Instructions for the task ▸ Your job with the data below: print everything from the line that holds "# indicate a point on every instance of the banner" down to the line that holds "# indicate a point on every instance of the car", ends included, exactly, and nothing else.

Exercise material ▸
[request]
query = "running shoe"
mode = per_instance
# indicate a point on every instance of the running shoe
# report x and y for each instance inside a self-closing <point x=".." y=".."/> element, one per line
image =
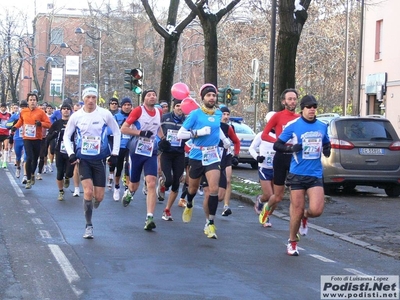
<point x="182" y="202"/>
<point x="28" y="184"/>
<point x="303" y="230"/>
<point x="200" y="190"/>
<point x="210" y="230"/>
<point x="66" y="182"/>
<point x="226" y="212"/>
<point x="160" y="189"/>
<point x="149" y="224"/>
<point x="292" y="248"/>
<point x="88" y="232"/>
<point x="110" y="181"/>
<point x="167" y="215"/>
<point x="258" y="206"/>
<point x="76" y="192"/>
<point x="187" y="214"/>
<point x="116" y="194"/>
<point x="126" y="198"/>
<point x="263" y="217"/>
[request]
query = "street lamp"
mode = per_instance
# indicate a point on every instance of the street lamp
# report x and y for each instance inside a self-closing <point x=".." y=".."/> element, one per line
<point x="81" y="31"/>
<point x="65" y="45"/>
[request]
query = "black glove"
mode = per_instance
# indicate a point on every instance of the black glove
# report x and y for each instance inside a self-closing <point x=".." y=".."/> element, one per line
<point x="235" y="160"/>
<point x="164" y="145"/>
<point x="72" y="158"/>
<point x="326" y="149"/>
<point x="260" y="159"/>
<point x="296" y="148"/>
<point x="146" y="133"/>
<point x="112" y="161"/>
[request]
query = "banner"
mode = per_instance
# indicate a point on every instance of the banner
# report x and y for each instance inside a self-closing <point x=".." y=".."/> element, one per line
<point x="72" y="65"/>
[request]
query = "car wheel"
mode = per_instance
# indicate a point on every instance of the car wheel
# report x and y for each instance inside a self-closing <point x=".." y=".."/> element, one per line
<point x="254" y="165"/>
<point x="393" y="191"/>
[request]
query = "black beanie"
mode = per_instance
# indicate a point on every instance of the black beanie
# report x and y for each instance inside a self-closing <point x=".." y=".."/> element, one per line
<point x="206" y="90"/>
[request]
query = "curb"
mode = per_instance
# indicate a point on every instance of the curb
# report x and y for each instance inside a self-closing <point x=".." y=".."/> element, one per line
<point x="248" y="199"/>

Answer for the task ▸
# indicate a point on every instance of the banner
# report x and y for each instance inside a self-closing <point x=".." y=".."/> element, one per line
<point x="72" y="65"/>
[request]
query = "car wheel"
mode = per_instance
# indicate a point on every instance of the car wheel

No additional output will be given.